┌──

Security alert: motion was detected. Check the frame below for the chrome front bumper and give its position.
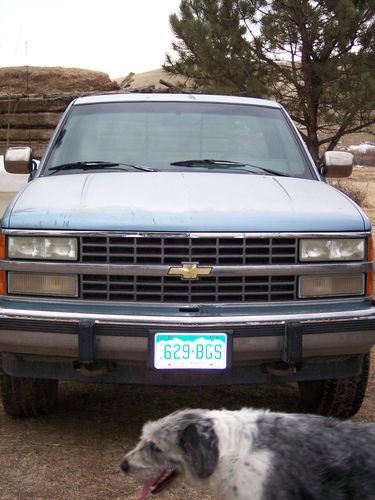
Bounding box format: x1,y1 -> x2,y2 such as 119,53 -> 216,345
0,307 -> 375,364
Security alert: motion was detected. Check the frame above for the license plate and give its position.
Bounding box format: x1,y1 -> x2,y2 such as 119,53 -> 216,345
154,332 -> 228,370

└──
┌──

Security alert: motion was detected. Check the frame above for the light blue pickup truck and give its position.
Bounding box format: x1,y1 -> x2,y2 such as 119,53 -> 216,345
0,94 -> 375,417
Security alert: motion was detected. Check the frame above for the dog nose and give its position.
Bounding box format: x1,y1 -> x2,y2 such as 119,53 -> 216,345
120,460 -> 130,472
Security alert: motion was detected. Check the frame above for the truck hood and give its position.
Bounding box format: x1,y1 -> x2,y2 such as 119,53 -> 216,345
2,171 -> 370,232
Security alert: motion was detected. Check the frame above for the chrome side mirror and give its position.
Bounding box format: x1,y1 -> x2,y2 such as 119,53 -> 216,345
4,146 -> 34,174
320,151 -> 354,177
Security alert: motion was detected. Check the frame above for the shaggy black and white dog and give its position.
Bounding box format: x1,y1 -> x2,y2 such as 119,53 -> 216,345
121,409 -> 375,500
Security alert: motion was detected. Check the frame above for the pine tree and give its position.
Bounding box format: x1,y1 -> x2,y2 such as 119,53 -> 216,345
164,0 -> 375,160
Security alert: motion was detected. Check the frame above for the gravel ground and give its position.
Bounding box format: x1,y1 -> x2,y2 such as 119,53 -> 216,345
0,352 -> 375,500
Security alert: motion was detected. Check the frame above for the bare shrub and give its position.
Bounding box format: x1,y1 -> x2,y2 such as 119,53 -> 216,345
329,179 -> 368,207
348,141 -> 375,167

└──
┌──

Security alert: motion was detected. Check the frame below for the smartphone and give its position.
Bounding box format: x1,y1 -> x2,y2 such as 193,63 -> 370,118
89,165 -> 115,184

└──

▸ WRITTEN TASK:
Reproduce all the lines from the one containing "shrub and give its position." through the one containing "348,141 -> 375,167", both included, and decrease every bounding box coordinate in them by 114.

▸ RESULT FOR THIS TASK:
Security alert: motion was detected. Check the frame above for the bare shrub and give its position.
Bounding box format: x1,y1 -> x2,y2 such as 119,53 -> 216,345
215,65 -> 254,93
234,27 -> 261,53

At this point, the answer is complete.